◆ WHAT YOU ARE ASKED TO DO
Reproduce each record exactly, but exclude every picture.

[Image point grounding data]
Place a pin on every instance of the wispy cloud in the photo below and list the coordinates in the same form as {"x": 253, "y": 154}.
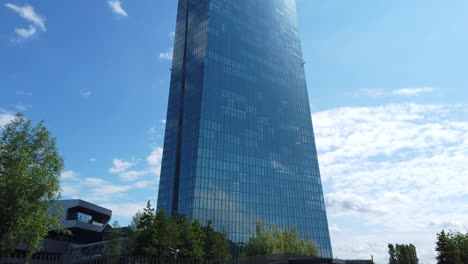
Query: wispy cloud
{"x": 395, "y": 169}
{"x": 116, "y": 7}
{"x": 5, "y": 117}
{"x": 69, "y": 175}
{"x": 167, "y": 55}
{"x": 26, "y": 33}
{"x": 379, "y": 92}
{"x": 153, "y": 167}
{"x": 23, "y": 93}
{"x": 413, "y": 91}
{"x": 27, "y": 12}
{"x": 120, "y": 166}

◆ YOUR RESPONSE
Place a pin on every instance of the wispy cloud in the photo below and list the coordinates in the same form as {"x": 253, "y": 154}.
Query: wispy cloud
{"x": 395, "y": 169}
{"x": 116, "y": 7}
{"x": 5, "y": 117}
{"x": 69, "y": 175}
{"x": 167, "y": 55}
{"x": 26, "y": 33}
{"x": 379, "y": 92}
{"x": 153, "y": 167}
{"x": 23, "y": 93}
{"x": 413, "y": 91}
{"x": 27, "y": 12}
{"x": 120, "y": 166}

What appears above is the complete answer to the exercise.